### SHORT PROBLEM
Reproduce verbatim the lines of the listing below, from the line holding "indicate the snowy" through the line holding "[(284, 339), (434, 339), (43, 342)]", both included.

-- BEGIN MATERIALS PROVIDED --

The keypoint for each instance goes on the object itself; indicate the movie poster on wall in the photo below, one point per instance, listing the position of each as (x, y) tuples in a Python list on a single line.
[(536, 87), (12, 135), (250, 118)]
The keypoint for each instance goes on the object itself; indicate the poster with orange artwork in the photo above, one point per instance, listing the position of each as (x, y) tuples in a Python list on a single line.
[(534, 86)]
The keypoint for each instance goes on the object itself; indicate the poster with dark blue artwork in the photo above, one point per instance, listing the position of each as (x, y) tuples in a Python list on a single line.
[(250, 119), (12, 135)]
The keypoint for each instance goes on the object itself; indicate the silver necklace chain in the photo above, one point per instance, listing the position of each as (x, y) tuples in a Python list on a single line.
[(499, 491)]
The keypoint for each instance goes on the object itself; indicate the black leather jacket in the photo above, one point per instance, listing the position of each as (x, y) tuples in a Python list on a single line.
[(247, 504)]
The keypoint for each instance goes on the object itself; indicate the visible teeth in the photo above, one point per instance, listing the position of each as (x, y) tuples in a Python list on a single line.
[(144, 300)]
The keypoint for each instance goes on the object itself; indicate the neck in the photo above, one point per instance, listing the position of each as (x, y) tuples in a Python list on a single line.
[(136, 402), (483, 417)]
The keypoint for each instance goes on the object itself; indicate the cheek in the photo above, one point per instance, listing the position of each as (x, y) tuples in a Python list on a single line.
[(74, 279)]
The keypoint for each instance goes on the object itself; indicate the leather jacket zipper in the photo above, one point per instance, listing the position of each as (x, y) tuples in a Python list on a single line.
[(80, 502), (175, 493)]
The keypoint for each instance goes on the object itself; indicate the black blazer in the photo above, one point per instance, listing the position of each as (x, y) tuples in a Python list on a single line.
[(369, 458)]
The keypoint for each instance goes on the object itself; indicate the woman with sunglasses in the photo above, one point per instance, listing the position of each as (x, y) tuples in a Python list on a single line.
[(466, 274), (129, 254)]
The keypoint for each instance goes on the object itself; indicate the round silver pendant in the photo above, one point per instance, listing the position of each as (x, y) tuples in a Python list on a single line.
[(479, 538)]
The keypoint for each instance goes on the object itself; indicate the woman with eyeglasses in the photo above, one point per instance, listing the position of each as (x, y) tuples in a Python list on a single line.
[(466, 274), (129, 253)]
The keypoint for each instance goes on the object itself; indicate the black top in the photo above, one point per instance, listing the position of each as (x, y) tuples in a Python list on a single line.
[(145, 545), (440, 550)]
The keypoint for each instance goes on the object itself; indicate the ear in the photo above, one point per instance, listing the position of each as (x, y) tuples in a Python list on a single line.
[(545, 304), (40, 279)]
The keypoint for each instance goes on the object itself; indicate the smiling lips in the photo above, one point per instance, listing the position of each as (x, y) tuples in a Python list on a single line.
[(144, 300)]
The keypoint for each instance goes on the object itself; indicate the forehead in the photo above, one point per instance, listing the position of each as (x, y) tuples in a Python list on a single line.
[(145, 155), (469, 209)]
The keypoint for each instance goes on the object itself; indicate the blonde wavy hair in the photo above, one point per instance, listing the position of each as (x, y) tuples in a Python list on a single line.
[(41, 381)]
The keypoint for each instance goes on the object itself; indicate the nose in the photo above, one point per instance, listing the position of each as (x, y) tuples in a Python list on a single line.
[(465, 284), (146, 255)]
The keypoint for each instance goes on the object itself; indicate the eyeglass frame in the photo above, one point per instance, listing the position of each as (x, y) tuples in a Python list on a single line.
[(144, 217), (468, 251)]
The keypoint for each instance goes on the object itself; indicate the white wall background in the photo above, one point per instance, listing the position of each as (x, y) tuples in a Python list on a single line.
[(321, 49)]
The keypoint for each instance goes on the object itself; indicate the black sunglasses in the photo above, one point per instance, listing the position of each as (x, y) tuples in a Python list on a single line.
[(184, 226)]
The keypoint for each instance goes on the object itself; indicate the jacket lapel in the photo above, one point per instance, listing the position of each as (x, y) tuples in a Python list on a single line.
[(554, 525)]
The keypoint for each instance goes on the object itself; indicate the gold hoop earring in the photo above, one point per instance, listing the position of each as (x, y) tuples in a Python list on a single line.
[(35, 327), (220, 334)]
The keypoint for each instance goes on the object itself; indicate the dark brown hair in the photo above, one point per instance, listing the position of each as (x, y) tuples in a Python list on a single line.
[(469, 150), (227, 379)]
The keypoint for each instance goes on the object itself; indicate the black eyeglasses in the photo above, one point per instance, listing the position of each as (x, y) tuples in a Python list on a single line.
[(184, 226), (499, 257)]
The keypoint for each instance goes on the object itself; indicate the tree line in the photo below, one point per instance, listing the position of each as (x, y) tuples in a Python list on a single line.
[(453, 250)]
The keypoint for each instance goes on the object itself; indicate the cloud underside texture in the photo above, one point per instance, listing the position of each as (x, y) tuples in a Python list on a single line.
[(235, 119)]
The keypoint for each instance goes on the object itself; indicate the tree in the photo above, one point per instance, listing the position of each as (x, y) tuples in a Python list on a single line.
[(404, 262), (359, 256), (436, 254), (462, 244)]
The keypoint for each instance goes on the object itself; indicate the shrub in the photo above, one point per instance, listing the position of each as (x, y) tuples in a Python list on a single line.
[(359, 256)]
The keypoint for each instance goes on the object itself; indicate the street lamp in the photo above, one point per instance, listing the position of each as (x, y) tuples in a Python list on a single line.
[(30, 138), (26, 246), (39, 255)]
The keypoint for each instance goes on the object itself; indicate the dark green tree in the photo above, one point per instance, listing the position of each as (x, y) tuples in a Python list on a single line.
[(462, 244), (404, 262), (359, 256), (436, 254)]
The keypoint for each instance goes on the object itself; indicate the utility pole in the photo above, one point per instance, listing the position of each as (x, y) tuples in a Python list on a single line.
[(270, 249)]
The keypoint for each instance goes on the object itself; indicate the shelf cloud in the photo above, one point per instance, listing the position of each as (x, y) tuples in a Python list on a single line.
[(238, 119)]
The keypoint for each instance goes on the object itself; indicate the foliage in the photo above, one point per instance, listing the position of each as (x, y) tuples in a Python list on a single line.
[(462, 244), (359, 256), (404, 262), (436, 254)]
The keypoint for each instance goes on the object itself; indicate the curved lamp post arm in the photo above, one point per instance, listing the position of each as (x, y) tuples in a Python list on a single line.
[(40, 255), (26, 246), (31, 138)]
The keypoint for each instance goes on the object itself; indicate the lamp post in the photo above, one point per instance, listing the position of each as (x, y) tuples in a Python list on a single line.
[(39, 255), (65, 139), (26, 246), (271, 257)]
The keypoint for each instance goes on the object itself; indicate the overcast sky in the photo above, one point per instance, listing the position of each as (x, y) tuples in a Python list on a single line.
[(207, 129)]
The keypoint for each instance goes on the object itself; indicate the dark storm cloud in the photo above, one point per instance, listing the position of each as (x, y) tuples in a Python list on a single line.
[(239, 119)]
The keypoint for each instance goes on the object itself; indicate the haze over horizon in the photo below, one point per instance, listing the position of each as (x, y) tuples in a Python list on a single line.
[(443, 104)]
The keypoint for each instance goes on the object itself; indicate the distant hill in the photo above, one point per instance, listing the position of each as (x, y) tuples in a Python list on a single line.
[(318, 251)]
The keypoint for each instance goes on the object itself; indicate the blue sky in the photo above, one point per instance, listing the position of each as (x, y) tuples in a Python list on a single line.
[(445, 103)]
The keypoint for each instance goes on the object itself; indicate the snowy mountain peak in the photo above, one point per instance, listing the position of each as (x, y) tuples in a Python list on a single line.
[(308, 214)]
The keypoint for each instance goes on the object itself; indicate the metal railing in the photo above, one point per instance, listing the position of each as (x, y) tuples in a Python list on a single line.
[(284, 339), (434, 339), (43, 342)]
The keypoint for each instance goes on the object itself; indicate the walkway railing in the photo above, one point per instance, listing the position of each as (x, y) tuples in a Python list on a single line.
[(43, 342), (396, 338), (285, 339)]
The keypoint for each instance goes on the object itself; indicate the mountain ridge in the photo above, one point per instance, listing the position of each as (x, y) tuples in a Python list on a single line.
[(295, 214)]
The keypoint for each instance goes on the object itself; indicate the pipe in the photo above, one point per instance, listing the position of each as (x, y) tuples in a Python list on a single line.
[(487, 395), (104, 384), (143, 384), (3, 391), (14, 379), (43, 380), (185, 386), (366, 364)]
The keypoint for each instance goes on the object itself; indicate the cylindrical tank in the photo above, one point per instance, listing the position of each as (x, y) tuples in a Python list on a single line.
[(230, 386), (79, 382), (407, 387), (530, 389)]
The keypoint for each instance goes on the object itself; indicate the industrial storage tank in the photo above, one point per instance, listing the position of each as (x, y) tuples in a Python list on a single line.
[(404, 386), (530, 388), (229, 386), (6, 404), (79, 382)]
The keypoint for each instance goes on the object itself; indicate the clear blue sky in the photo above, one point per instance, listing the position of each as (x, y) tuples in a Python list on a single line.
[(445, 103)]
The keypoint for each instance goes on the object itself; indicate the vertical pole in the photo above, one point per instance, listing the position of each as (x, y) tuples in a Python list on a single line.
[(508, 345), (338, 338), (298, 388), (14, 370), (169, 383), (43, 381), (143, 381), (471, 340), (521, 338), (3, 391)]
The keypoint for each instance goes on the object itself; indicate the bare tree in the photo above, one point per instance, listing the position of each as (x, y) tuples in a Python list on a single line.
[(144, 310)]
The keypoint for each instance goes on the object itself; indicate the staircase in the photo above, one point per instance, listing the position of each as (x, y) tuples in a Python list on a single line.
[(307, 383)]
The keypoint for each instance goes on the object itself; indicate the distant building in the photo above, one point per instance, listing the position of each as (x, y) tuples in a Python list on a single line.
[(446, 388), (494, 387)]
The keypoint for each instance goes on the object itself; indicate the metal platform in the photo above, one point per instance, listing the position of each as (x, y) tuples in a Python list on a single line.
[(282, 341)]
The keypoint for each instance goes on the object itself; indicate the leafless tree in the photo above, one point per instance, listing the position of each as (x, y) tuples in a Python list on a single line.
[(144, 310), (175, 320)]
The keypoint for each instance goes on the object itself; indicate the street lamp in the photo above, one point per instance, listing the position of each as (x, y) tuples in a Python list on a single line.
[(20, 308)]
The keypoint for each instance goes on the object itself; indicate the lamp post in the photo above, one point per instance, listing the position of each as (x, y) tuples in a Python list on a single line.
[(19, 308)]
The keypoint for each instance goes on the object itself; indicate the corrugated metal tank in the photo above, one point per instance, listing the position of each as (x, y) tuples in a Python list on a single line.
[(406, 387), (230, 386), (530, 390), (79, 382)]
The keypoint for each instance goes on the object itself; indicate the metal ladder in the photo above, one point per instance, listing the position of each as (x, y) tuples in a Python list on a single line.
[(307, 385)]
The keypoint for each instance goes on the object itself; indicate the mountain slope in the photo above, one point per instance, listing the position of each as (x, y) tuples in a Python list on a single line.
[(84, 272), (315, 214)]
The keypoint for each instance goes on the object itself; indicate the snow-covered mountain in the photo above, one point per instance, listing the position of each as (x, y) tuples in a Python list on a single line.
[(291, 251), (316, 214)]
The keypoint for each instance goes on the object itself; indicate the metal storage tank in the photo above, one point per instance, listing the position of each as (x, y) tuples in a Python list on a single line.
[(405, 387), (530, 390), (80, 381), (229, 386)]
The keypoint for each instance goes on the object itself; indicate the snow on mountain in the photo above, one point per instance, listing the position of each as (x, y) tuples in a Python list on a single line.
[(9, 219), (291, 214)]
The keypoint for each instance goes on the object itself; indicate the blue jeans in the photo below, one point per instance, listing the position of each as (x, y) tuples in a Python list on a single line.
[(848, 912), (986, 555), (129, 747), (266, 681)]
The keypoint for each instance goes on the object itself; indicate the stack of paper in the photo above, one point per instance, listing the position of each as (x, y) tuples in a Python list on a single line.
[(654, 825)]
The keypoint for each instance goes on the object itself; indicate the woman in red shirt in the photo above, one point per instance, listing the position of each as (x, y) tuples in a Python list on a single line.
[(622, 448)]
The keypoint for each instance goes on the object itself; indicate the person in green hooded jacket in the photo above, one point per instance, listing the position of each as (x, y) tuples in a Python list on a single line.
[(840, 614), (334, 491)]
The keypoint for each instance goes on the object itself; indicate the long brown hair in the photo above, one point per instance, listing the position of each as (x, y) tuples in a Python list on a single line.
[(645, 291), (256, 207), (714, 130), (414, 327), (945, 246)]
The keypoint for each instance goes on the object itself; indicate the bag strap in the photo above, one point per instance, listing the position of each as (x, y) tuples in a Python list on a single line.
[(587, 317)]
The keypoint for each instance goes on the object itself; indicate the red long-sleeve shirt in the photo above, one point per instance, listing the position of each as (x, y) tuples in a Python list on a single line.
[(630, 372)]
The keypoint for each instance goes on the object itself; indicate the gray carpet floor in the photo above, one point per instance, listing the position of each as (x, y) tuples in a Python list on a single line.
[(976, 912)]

-- END MATERIALS PROVIDED --

### RESPONSE FOR THIS EXERCISE
The keypoint for each instance goes on the object itself; indicate the snowy mountain peak in the photo above, one point per instance, listing the position of each as (x, y) tuples in a Python list on a single line.
[(308, 214)]
The keypoint for each instance goes on the object itself; indicate the metal railing in the photo above, one point per instance, listing the position of each as (x, y) tuples in a Python list on a single line.
[(284, 339), (434, 339), (43, 342)]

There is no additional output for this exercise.